Task statement: Could you continue the article on Saudi Aramco's second-quarter 2020 results, starting after its final sentence?

=== Document extract ===

No company has been immune from the headwinds facing the global oil industry, even Saudi Aramco.
The world’s largest single oil producer reported net income of $6.6 billion for the second quarter, down from $16.6bn in the first quarter.
Free cash flow fell to $6.1bn, from $15bn, but the dividend remains the same at $18.75bn. Free cash flow for the same quarter in 2019 was $20.6bn, while net income was $24.7bn.
“Despite COVID-19 bringing the world to a standstill, Aramco kept going. We have proven our financial resilience and operational reliability, setting a record in our business operations, while at the same time taking steps to ensure the health and safety of our people,” said Aramco’s president and CEO Amin H Nasser.
He described earnings as sold. The company has “low production costs, unique scale, agile workforce, and unrivalled financial and operational strength”.
Net gearing ratio had increased to 20.1% at the end of the quarter. The acquisition of a 70% stake in Saudi Basic Industries Corp. (Sabic) for $69.1 billion was the main driver. This is up from 4.9% at the end of the first quarter.
Capital expenditure was $6.2bn in the second quarter and $7.4bn in the first quarter. For the full year, it should be “at the lower end” of the $25-30bn range.
Aramco’s production averaged 12.7 million barrels of oil equivalent per day. It reached a historic high of 12.1mn bpd on April 2.
“We are seeing a partial recovery in the energy market as countries around the world take steps to ease restrictions and reboot their economies. Meanwhile, we continue to place people’s safety first and have adapted to the new normal, implementing wide-ranging precautions to limit the spread of COVID-19 wherever we operate,” Nasser continued.
Emerging from the pandemic, Aramco intends to be stronger and “continue making progress on our long-term strategic journey, through ongoing investments in our business – which has one of the lowest upstream carbon footprints in the world.”

=== Excerpted records ===

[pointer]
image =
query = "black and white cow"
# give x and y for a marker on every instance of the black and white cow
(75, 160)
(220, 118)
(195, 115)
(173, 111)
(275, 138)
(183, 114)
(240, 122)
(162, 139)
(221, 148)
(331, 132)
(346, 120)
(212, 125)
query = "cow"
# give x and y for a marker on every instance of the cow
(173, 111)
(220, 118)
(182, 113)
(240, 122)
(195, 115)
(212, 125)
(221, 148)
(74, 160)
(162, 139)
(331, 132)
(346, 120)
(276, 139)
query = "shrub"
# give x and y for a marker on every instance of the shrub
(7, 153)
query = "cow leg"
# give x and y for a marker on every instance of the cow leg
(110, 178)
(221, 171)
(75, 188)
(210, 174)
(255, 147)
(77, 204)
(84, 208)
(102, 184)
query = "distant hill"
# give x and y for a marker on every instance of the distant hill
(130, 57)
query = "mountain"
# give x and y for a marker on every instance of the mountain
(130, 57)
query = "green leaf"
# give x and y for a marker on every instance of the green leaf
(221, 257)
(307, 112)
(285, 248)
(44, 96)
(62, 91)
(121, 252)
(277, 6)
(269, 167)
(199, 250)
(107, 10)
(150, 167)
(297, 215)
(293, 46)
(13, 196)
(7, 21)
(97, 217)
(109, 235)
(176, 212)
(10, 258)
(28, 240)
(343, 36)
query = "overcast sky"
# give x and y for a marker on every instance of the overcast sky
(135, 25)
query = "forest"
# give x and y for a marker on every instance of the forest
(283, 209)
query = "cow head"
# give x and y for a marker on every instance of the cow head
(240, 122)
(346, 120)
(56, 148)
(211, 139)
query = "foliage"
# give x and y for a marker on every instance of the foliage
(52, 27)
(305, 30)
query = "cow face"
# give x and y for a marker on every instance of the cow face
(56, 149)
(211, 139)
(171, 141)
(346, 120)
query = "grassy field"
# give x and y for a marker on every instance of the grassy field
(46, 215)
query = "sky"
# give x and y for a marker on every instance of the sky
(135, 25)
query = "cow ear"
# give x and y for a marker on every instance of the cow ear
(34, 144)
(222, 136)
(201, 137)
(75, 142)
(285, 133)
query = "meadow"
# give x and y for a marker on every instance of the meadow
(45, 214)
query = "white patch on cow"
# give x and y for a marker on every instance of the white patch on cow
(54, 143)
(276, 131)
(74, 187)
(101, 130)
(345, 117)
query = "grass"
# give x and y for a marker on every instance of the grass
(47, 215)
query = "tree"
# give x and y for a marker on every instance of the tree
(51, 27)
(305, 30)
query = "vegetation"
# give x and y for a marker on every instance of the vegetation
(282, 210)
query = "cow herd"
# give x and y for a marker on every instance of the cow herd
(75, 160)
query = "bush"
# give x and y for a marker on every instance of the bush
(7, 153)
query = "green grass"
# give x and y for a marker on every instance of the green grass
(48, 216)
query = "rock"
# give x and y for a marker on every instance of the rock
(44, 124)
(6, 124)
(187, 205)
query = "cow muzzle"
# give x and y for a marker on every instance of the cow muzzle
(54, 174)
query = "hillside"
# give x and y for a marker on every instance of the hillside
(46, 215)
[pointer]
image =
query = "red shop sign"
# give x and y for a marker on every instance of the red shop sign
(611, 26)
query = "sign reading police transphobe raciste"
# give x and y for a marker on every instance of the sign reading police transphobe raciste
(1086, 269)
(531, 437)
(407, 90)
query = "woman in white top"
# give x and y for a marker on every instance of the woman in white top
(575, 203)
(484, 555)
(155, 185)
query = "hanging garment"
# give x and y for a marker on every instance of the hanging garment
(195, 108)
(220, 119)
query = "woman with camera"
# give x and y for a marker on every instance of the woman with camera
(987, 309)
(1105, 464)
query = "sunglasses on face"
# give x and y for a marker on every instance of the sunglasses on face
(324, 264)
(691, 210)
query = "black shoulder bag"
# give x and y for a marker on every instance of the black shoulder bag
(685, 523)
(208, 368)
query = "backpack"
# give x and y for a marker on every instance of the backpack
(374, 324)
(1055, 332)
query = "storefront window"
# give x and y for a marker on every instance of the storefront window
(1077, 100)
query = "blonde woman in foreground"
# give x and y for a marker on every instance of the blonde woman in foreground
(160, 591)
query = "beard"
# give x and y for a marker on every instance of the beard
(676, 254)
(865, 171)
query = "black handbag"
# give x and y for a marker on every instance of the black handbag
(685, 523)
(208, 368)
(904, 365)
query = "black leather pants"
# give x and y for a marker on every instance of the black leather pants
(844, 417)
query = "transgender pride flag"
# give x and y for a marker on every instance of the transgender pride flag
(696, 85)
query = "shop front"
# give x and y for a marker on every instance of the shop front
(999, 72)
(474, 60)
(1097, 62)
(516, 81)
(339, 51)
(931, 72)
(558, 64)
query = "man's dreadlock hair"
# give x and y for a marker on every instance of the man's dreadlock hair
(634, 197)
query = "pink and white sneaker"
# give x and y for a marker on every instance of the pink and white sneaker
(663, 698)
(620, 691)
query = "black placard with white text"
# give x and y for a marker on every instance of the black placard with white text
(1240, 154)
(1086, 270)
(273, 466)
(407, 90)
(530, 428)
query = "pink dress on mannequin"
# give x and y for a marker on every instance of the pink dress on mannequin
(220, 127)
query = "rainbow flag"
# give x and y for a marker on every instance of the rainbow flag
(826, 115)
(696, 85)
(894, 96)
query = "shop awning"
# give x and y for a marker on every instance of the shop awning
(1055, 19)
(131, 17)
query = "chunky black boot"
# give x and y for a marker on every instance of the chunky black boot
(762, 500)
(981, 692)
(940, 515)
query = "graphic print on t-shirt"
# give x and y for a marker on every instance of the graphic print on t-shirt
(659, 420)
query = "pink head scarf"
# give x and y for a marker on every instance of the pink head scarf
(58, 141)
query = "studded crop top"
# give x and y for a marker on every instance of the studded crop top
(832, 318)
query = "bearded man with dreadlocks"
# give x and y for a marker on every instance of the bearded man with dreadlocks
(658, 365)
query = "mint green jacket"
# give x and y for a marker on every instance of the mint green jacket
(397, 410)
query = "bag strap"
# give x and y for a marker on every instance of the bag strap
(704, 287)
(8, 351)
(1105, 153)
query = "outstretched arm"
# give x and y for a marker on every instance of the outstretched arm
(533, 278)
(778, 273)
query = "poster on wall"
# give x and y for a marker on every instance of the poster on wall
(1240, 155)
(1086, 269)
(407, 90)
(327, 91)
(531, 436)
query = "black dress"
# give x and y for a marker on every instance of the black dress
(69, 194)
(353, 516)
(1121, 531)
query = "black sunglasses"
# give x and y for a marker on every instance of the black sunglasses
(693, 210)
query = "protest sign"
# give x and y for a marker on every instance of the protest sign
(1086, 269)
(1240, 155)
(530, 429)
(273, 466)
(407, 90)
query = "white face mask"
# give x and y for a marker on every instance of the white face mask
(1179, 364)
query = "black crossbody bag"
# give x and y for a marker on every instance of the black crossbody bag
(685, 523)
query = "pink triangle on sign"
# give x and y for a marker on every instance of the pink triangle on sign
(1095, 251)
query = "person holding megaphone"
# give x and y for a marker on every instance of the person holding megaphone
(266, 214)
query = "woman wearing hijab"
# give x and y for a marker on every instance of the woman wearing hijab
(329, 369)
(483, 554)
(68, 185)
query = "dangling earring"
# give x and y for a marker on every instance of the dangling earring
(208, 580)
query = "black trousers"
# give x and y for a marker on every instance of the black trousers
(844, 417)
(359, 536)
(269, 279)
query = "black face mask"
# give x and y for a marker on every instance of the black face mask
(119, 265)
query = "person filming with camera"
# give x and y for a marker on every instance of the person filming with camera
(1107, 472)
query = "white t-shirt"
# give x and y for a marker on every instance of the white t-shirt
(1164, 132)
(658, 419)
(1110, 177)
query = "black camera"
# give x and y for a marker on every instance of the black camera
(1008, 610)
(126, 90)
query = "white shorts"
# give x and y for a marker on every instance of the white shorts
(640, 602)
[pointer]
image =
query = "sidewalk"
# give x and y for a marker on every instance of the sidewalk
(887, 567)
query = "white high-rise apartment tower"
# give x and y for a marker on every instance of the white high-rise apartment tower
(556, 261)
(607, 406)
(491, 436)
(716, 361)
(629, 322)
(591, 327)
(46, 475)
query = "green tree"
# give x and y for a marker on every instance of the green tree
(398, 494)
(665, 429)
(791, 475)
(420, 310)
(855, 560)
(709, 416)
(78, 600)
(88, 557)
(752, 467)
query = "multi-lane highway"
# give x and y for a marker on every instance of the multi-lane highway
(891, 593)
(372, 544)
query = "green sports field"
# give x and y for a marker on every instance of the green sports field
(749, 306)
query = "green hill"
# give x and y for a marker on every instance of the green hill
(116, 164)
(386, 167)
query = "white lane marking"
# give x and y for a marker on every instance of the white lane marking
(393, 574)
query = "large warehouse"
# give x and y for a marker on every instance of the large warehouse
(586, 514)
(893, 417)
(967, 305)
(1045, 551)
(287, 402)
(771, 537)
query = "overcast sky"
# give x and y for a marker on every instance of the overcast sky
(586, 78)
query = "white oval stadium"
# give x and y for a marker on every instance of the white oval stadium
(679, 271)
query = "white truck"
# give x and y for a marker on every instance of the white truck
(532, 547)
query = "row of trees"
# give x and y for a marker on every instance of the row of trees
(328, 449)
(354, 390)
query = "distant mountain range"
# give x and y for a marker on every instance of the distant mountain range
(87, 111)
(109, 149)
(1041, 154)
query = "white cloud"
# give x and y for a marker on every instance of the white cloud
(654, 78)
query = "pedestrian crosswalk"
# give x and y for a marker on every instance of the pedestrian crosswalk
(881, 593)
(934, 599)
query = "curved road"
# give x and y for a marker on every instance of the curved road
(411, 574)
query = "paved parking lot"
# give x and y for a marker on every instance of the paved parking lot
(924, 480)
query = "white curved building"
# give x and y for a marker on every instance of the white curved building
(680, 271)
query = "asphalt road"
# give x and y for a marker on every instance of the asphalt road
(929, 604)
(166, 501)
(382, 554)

===

Answer to the exercise:
A note from consultancy IGM Energy highlighted Aramco sticking to its dividend commitment. “It’s worth noting that with 98.5% of the company still held by the Kingdom, the payment leaving Saudi coffers will only amount to around $281mn.
“Safeguarding the dividend in current market conditions appears to have been the company’s top priority. The $10bn drop in net income from Q1 to Q2 led to a rethink in capital expenditure plans, with downstream expansion plans notable by their broad omission from the mid-year press release.
“In order to improve short-term cash availability, Aramco restructured the SABIC deal to allow the balance to be paid over the next three years, closed a $10bn loan with a group of 10 banks in May, and is in talks to lease out a share in the company’s pipeline network for another $10bn, which it will then pay a tariff to use.”
There are some signs of trouble ahead for Aramco. IHS Markit warned last week that the company would probably cut its official selling price (OSP) for Asia in September.
The energy consultancy said Aramco was expected to consider “weaker price signals emanating from crude trading in the region in the last week of July as well as the broader market with ICE Brent now in contango”.